It was expected to take up to five hours to get all passengers off the ship
More than 4,000
passengers are disembarking a crippled cruise ship which reached land
four days after an engine fire knocked out its power.
It could take five hours to unload all the passengers. Hot food, blankets and mobile phones await them in the terminal, a Carnival official has said.
Passengers had reported sewage on the floors, poor sanitation and access to toilets, and lengthy queues for food.
Some lined the decks as the 900-ft (275m) ship docked, waving and cheering at people on shore.
Chants of "Let me off, let me off!" could be heard coming from the ship as they waited to disembark.
Carnival Corp which operates the ship, was also the owner of Costa Concordia, the cruise ship that ran aground off the Italian coast and sank last year, killing 32 people.
'Nightmare'
Passenger Zeshan Sharif tells the BBC conditions on board have been tough
Hospitality staff will be sent on early holiday with full pay or transferred to other ships, depending on the length remaining in their contracts, Carnival Senior Vice-President Terry Thornton told reporters.
Once they are off the ship, passengers will be taken by bus either to Galveston, Texas, which is about seven hours away, or to New Orleans, where the firm said it booked 1,500 hotel rooms. New Orleans is two hours away.
Passenger Janie Baker told NBC by phone on Thursday that conditions on the ship were "extremely terrible''. There was no electricity and few working toilets, she said.
Ms Baker described using plastic bags to go to the toilet and that she had seen a woman pass out while waiting for food.
"It's just a nightmare,'' she said.
-*-
Output the full news article about the disabled cruise ship reaching port, copying it word for word. The entries that follow the article are not needed for anything here.

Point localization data
-*-
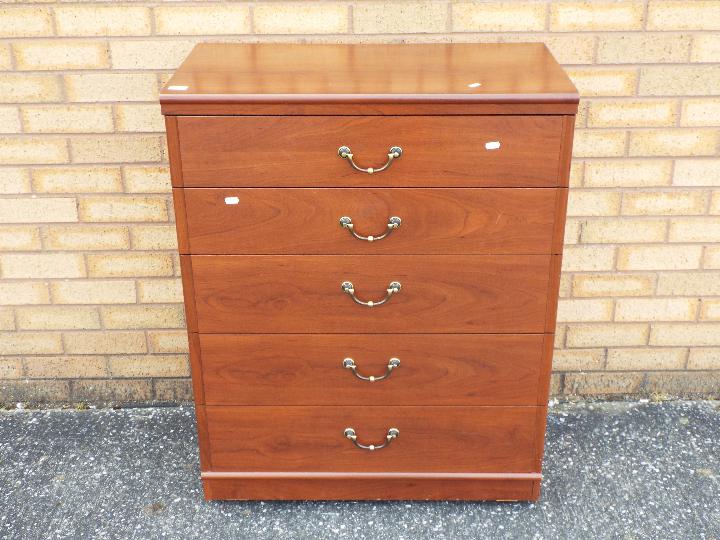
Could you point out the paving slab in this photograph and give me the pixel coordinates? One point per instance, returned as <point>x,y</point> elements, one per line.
<point>613,470</point>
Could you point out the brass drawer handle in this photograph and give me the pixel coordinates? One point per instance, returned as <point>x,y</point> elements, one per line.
<point>393,433</point>
<point>349,289</point>
<point>393,223</point>
<point>349,363</point>
<point>394,153</point>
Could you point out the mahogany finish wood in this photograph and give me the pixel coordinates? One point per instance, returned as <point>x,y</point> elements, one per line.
<point>307,369</point>
<point>436,74</point>
<point>291,151</point>
<point>478,255</point>
<point>305,220</point>
<point>376,487</point>
<point>432,439</point>
<point>302,293</point>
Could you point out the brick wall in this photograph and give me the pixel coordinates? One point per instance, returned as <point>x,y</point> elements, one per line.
<point>89,289</point>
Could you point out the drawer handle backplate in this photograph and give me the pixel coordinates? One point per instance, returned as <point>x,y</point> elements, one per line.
<point>349,363</point>
<point>394,153</point>
<point>349,289</point>
<point>393,223</point>
<point>393,433</point>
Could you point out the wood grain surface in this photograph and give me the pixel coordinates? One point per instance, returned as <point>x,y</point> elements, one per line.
<point>302,293</point>
<point>432,439</point>
<point>307,369</point>
<point>376,487</point>
<point>306,220</point>
<point>441,73</point>
<point>302,151</point>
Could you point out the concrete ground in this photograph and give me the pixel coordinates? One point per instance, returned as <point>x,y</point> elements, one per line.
<point>612,470</point>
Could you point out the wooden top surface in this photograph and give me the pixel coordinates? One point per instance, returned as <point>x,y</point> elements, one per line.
<point>352,73</point>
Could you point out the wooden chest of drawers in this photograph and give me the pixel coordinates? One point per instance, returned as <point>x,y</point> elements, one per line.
<point>370,240</point>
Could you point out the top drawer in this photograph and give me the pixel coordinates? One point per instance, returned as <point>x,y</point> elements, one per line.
<point>443,151</point>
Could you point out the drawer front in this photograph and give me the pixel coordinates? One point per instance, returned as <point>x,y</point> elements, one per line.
<point>433,220</point>
<point>432,439</point>
<point>303,294</point>
<point>286,151</point>
<point>448,369</point>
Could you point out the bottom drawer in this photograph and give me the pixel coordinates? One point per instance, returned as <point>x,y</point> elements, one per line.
<point>431,439</point>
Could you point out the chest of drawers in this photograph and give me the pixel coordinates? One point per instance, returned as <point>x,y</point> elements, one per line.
<point>370,240</point>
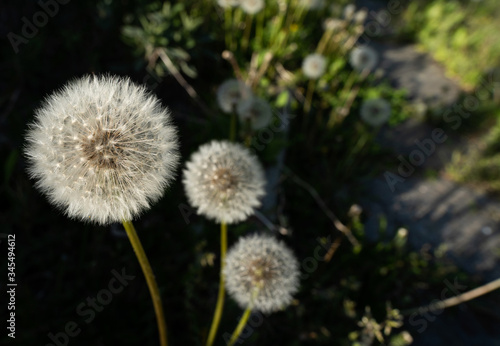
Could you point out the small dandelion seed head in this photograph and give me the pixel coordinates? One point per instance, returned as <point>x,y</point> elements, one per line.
<point>349,11</point>
<point>263,271</point>
<point>375,112</point>
<point>228,3</point>
<point>256,111</point>
<point>333,24</point>
<point>360,16</point>
<point>230,93</point>
<point>102,149</point>
<point>224,181</point>
<point>314,66</point>
<point>313,4</point>
<point>251,6</point>
<point>363,58</point>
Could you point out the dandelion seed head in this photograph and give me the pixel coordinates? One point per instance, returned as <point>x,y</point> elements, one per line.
<point>228,3</point>
<point>256,111</point>
<point>224,181</point>
<point>363,58</point>
<point>252,6</point>
<point>314,66</point>
<point>261,270</point>
<point>349,11</point>
<point>231,92</point>
<point>313,4</point>
<point>102,149</point>
<point>375,112</point>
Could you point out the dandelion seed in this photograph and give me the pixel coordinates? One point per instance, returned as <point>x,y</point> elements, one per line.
<point>363,58</point>
<point>228,3</point>
<point>314,66</point>
<point>349,11</point>
<point>224,181</point>
<point>262,271</point>
<point>375,112</point>
<point>252,6</point>
<point>313,4</point>
<point>230,93</point>
<point>256,111</point>
<point>102,149</point>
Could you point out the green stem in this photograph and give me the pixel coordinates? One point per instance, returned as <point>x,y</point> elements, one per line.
<point>228,30</point>
<point>232,127</point>
<point>240,326</point>
<point>150,279</point>
<point>220,298</point>
<point>246,35</point>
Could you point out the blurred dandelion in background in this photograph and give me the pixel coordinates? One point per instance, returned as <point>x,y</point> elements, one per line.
<point>363,58</point>
<point>261,272</point>
<point>255,111</point>
<point>314,66</point>
<point>251,6</point>
<point>375,112</point>
<point>230,93</point>
<point>224,181</point>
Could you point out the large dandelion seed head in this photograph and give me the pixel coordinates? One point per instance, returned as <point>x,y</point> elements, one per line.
<point>314,65</point>
<point>230,93</point>
<point>375,112</point>
<point>251,6</point>
<point>363,58</point>
<point>102,149</point>
<point>224,181</point>
<point>256,111</point>
<point>262,271</point>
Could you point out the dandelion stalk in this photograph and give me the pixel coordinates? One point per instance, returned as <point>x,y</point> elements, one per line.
<point>240,326</point>
<point>150,279</point>
<point>246,34</point>
<point>228,28</point>
<point>220,298</point>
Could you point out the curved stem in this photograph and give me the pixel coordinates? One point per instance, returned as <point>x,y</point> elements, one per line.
<point>232,128</point>
<point>240,326</point>
<point>150,279</point>
<point>220,297</point>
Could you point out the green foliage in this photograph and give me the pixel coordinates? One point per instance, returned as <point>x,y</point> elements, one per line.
<point>458,34</point>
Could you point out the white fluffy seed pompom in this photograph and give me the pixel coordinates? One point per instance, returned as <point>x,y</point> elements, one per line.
<point>230,93</point>
<point>314,65</point>
<point>375,112</point>
<point>262,271</point>
<point>102,149</point>
<point>251,6</point>
<point>224,181</point>
<point>256,111</point>
<point>363,58</point>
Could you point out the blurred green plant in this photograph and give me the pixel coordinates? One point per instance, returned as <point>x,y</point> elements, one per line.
<point>458,34</point>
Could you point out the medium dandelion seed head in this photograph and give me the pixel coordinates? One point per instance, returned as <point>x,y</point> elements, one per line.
<point>230,93</point>
<point>314,66</point>
<point>102,149</point>
<point>363,58</point>
<point>375,112</point>
<point>261,270</point>
<point>256,111</point>
<point>228,3</point>
<point>224,181</point>
<point>349,11</point>
<point>251,6</point>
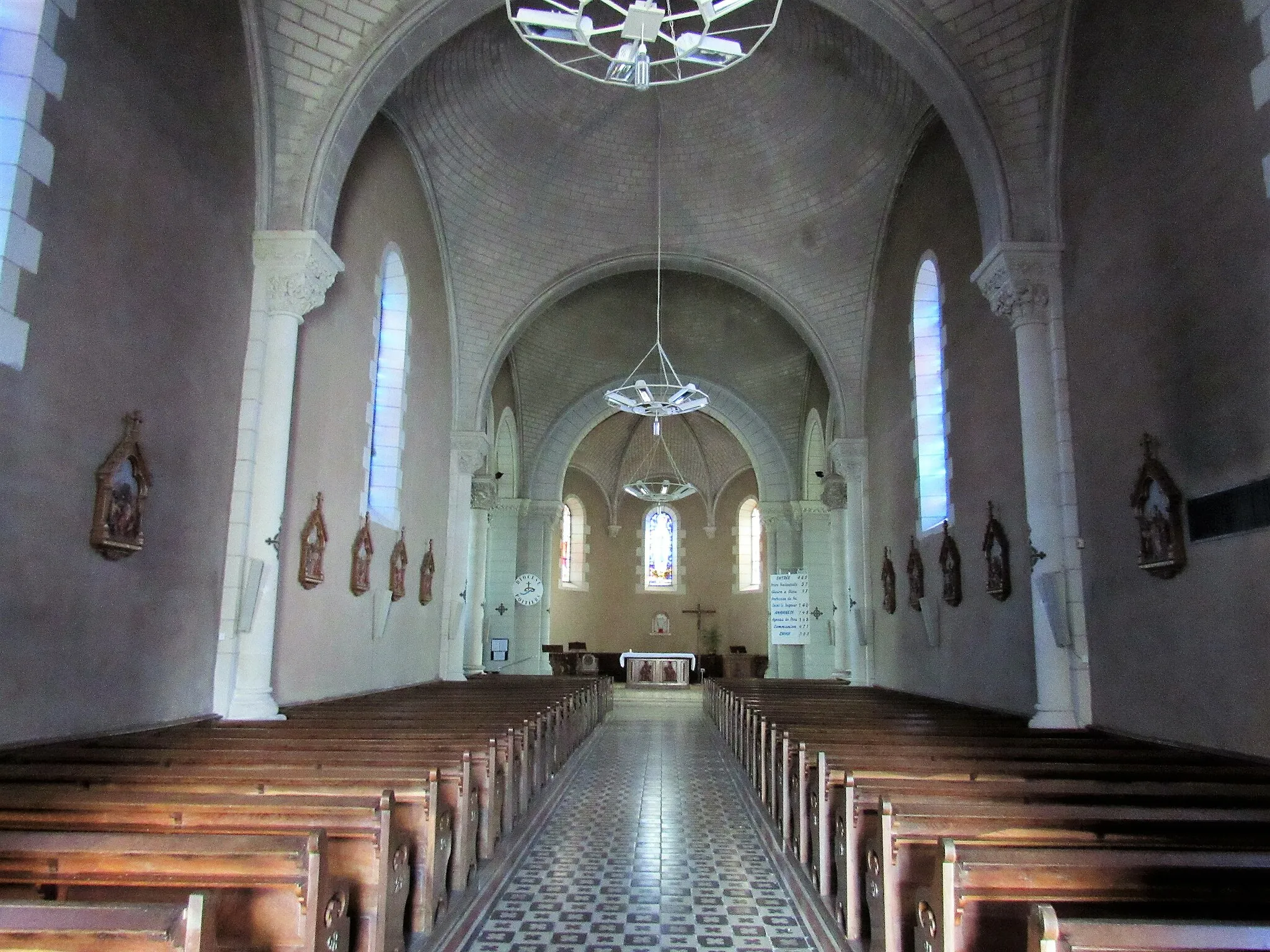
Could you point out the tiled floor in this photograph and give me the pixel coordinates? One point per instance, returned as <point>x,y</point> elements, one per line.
<point>648,848</point>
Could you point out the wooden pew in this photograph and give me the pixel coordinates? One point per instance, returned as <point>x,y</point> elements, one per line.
<point>901,842</point>
<point>367,844</point>
<point>975,890</point>
<point>107,927</point>
<point>1048,932</point>
<point>269,891</point>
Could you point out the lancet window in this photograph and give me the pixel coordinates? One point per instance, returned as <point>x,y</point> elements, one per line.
<point>930,408</point>
<point>388,408</point>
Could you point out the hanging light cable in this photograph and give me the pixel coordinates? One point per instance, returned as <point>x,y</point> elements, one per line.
<point>659,483</point>
<point>659,392</point>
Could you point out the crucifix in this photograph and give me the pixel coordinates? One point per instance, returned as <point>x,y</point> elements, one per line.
<point>699,612</point>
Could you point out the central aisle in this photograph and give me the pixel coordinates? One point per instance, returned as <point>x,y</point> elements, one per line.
<point>649,847</point>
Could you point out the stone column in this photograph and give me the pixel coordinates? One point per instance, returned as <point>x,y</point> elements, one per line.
<point>851,460</point>
<point>484,499</point>
<point>1023,282</point>
<point>468,451</point>
<point>294,270</point>
<point>835,498</point>
<point>536,553</point>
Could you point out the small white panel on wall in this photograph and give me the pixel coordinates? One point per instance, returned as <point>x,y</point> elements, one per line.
<point>931,619</point>
<point>789,609</point>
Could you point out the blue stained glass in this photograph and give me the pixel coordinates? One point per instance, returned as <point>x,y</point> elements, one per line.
<point>659,549</point>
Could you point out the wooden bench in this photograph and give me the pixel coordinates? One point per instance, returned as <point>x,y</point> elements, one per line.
<point>1048,932</point>
<point>110,927</point>
<point>367,843</point>
<point>978,892</point>
<point>269,891</point>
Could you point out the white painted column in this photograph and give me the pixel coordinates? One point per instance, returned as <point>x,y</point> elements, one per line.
<point>835,498</point>
<point>468,450</point>
<point>1023,282</point>
<point>294,270</point>
<point>851,459</point>
<point>484,499</point>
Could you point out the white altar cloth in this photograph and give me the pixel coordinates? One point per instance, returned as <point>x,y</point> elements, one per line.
<point>665,669</point>
<point>693,659</point>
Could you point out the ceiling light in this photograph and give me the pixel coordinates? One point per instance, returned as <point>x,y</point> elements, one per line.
<point>643,43</point>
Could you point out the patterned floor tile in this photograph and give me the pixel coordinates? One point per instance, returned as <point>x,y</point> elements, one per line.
<point>646,851</point>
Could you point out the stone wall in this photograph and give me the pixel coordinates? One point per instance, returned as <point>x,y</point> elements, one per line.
<point>1168,288</point>
<point>140,304</point>
<point>985,655</point>
<point>328,641</point>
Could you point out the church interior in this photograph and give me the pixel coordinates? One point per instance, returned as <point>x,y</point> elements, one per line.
<point>361,593</point>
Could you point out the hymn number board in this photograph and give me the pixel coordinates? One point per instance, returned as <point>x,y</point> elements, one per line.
<point>789,609</point>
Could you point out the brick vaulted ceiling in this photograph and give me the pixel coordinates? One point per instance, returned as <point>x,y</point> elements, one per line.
<point>780,170</point>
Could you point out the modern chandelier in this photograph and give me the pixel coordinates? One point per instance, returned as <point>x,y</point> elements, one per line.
<point>657,482</point>
<point>654,389</point>
<point>642,43</point>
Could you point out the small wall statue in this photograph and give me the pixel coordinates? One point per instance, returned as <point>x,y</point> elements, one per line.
<point>916,576</point>
<point>888,583</point>
<point>122,487</point>
<point>1157,506</point>
<point>427,569</point>
<point>363,550</point>
<point>996,551</point>
<point>950,566</point>
<point>313,547</point>
<point>397,568</point>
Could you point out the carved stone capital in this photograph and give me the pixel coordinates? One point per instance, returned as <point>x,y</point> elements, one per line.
-*-
EXERCISE RESPONSE
It was expected to take up to five hours to get all passengers off the ship
More than 4,000
passengers are disembarking a crippled cruise ship which reached land
four days after an engine fire knocked out its power.
It could take five hours to unload all the passengers. Hot food, blankets and mobile phones await them in the terminal, a Carnival official has said.
Passengers had reported sewage on the floors, poor sanitation and access to toilets, and lengthy queues for food.
Some lined the decks as the 900-ft (275m) ship docked, waving and cheering at people on shore.
Chants of "Let me off, let me off!" could be heard coming from the ship as they waited to disembark.
Carnival Corp which operates the ship, was also the owner of Costa Concordia, the cruise ship that ran aground off the Italian coast and sank last year, killing 32 people.
'Nightmare'
Passenger Zeshan Sharif tells the BBC conditions on board have been tough
Hospitality staff will be sent on early holiday with full pay or transferred to other ships, depending on the length remaining in their contracts, Carnival Senior Vice-President Terry Thornton told reporters.
Once they are off the ship, passengers will be taken by bus either to Galveston, Texas, which is about seven hours away, or to New Orleans, where the firm said it booked 1,500 hotel rooms. New Orleans is two hours away.
Passenger Janie Baker told NBC by phone on Thursday that conditions on the ship were "extremely terrible''. There was no electricity and few working toilets, she said.
Ms Baker described using plastic bags to go to the toilet and that she had seen a woman pass out while waiting for food.
"It's just a nightmare,'' she said.